:: What needs to be done ::
Could you restate every record below word for word?
═══ Data shown ═══
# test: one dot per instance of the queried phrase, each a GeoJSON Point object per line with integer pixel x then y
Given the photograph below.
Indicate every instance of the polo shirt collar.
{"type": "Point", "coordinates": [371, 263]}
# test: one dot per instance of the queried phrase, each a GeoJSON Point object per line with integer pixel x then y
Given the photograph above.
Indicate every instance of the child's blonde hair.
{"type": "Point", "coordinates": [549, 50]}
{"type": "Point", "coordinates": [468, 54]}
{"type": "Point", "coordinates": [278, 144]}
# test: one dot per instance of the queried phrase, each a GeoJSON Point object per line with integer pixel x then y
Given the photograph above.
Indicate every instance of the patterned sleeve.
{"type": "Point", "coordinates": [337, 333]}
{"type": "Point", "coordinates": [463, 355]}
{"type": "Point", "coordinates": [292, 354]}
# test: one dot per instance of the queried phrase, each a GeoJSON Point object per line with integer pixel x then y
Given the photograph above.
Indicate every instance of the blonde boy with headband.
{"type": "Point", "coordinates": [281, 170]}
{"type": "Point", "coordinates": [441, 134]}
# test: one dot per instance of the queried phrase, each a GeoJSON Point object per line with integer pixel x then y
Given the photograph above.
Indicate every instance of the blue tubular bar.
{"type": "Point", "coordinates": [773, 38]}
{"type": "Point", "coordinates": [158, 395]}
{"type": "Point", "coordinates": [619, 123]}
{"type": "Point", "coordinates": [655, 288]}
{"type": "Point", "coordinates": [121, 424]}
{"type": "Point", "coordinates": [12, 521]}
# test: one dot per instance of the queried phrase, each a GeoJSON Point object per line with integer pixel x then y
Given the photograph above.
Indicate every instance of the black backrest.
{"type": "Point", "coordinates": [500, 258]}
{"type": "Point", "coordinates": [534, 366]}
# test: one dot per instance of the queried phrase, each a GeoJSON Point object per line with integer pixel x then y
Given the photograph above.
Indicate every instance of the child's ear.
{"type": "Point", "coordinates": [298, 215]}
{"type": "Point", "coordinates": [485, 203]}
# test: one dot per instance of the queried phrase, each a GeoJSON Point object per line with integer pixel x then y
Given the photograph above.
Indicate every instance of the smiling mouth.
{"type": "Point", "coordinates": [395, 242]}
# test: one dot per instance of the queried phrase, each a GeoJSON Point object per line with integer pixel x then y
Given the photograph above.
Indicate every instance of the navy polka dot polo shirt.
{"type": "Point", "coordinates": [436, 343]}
═══
:: Result of this exercise ::
# test: one dot per instance of the queried phrase, each a GeoJSON Point object per line with integer pixel x then y
Given the photograph below.
Indicate every instance of the polo shirt collar.
{"type": "Point", "coordinates": [371, 263]}
# test: one dot per instance of the queried phrase, each a GeoJSON Point object per line with integer pixel x then y
Given the photograph above.
Indicate every instance of the child's blonde hair.
{"type": "Point", "coordinates": [549, 50]}
{"type": "Point", "coordinates": [468, 54]}
{"type": "Point", "coordinates": [278, 144]}
# test: one dot per instance of the queried phrase, each a GeoJSON Point object per line with integer pixel x then y
Given the photograph above.
Indicate every instance of the patterned sleeve.
{"type": "Point", "coordinates": [337, 333]}
{"type": "Point", "coordinates": [463, 355]}
{"type": "Point", "coordinates": [292, 354]}
# test: one dot per instance of the queried phrase, each a GeoJSON Point object per line with integer pixel x then y
Given the photograph above.
Indicate every instance of the blonde boy with headband.
{"type": "Point", "coordinates": [281, 170]}
{"type": "Point", "coordinates": [441, 134]}
# test: one dot per instance of the queried phrase, each a GeoJSON Point object per line with integer pixel x then y
Given the photograph above.
Indicate every instance of the blue tubular bar.
{"type": "Point", "coordinates": [773, 38]}
{"type": "Point", "coordinates": [158, 395]}
{"type": "Point", "coordinates": [619, 123]}
{"type": "Point", "coordinates": [655, 288]}
{"type": "Point", "coordinates": [121, 424]}
{"type": "Point", "coordinates": [12, 521]}
# test: one dot per instance of the queried phrase, each a GeoJSON Point object per line with integer pixel x then y
Given the photograph above.
Indicate every instance of the black backrest.
{"type": "Point", "coordinates": [500, 258]}
{"type": "Point", "coordinates": [534, 366]}
# test: one dot per instance of the queried phrase, each a GeoJSON Point object per line with integer pixel x then y
Given the photograph above.
Indicate every instance of the child's ear.
{"type": "Point", "coordinates": [298, 215]}
{"type": "Point", "coordinates": [485, 203]}
# test: one dot per instance of the queried phrase, each a GeoJSON Point object per line with integer pixel x then y
Given the photograph above.
Indicate every instance of the smiling mouth.
{"type": "Point", "coordinates": [395, 242]}
# test: one dot per instance of the queried phrase, each a GeoJSON Point object per line with integer pixel x then y
Given the photograph above.
Indicate every instance of the navy polka dot polo shirt.
{"type": "Point", "coordinates": [436, 343]}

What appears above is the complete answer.